Goal: Please reproduce the part of the records that opens with the line containing "Where can the pink" and closes with the line containing "<point>771,559</point>", swapping "canvas tarp" for "canvas sheet" and keeping everything else the same.

Record list:
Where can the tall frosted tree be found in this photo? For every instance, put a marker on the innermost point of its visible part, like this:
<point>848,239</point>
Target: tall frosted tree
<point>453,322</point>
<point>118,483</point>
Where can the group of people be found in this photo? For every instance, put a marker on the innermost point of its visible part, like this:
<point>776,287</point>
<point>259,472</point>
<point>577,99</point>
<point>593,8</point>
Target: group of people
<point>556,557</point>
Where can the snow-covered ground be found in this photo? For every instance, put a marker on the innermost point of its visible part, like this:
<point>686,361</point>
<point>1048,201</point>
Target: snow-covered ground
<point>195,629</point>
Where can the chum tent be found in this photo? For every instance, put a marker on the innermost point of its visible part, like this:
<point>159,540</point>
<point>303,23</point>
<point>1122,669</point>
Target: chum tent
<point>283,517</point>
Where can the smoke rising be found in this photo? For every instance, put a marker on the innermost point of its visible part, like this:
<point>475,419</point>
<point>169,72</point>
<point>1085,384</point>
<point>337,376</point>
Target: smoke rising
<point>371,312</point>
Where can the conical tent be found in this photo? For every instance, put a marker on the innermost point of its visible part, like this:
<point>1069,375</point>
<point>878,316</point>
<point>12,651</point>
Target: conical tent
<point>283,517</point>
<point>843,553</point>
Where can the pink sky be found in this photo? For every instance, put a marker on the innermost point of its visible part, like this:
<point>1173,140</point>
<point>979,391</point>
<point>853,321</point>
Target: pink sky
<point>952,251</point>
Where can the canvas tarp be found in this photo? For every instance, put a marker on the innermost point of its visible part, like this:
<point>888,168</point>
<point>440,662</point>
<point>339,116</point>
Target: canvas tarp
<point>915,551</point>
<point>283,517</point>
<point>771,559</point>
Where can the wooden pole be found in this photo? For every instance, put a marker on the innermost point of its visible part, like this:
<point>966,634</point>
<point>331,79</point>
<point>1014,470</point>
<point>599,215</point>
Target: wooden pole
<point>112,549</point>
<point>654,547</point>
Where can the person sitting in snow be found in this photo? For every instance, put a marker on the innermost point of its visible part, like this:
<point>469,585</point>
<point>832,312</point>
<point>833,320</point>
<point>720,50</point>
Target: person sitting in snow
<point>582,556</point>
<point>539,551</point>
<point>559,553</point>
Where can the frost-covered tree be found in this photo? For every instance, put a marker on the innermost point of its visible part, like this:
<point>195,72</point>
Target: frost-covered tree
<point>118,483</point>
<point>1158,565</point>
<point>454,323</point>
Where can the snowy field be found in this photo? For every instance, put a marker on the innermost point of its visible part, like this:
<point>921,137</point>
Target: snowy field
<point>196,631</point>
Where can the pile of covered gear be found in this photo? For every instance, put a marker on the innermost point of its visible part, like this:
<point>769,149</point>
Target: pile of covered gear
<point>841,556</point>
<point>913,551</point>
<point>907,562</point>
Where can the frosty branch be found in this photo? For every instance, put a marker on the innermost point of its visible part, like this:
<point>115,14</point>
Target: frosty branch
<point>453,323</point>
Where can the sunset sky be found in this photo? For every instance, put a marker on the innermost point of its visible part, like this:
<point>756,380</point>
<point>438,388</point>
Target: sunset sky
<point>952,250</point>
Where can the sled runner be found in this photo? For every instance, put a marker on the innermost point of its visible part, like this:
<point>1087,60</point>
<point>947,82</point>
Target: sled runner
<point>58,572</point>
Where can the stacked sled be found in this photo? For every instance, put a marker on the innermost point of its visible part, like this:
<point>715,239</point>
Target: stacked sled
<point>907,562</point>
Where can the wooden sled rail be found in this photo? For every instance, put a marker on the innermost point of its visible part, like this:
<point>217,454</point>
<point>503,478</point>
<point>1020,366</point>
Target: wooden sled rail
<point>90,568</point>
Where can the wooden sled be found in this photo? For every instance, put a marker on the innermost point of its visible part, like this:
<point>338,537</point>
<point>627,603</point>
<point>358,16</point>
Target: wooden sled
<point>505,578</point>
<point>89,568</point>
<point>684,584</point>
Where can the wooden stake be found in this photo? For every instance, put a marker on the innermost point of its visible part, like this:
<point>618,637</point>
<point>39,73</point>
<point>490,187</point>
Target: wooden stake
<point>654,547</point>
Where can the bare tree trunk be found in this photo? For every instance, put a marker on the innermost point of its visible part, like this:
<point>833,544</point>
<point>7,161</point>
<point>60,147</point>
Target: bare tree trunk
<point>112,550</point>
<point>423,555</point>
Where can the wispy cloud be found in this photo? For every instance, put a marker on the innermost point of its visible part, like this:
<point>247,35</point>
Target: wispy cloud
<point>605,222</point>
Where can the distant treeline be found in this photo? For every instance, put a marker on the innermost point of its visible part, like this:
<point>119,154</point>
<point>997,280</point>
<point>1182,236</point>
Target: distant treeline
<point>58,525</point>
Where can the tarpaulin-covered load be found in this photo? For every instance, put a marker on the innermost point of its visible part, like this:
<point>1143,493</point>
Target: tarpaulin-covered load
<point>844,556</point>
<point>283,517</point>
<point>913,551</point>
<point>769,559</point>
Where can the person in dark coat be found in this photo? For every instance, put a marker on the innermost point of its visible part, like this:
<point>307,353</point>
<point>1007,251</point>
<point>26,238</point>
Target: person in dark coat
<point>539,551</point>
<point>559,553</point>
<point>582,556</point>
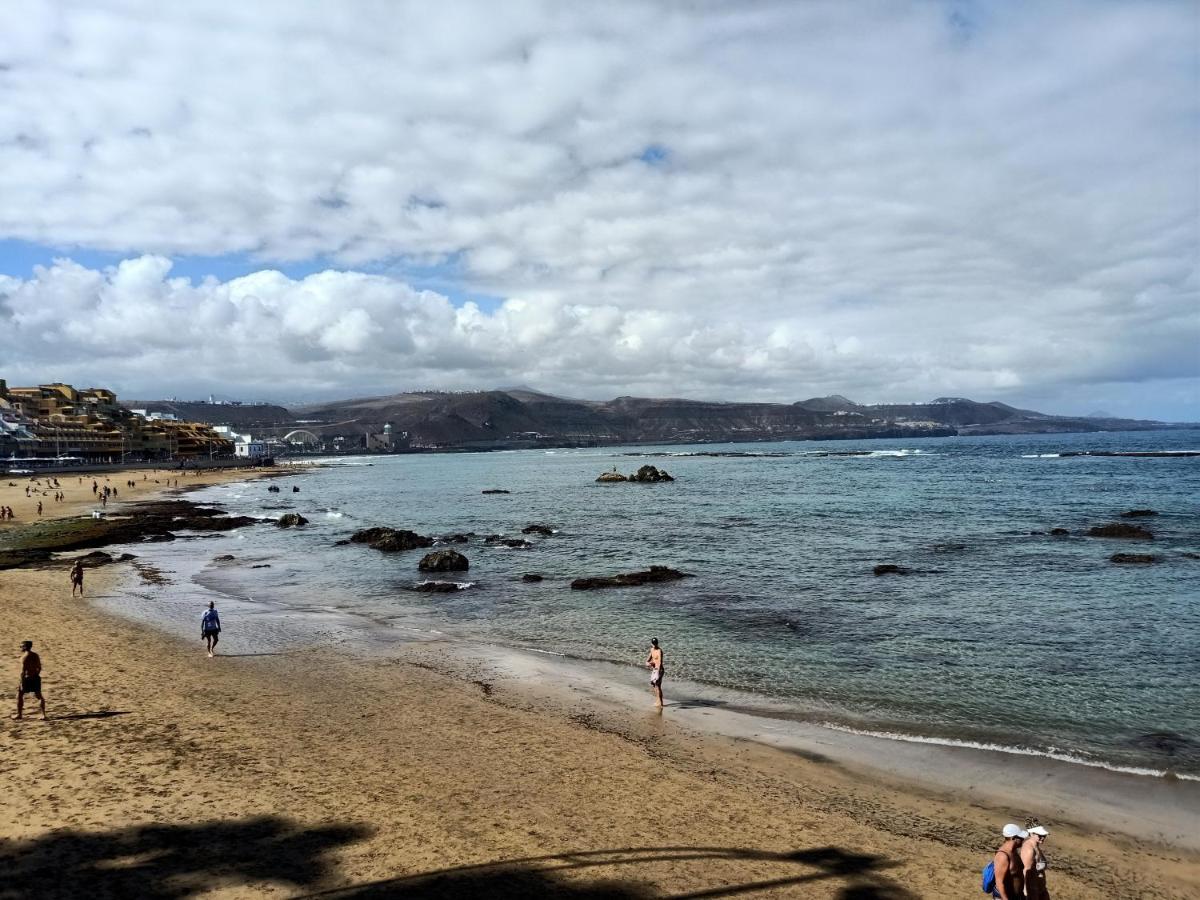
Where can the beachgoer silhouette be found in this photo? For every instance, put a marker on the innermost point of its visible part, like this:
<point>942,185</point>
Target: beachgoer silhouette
<point>210,628</point>
<point>654,663</point>
<point>30,679</point>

Written answer:
Where can the pink sky be found in this photo? For every instance, put a marker on the innermost point of its visible part, like this:
<point>1173,140</point>
<point>979,391</point>
<point>853,321</point>
Target: pink sky
<point>952,251</point>
Where can the canvas sheet be found in this photo? For every instance, put a marker on the innermost point of its visible part, like this:
<point>888,168</point>
<point>440,662</point>
<point>339,116</point>
Target: canvas sheet
<point>915,551</point>
<point>283,517</point>
<point>771,559</point>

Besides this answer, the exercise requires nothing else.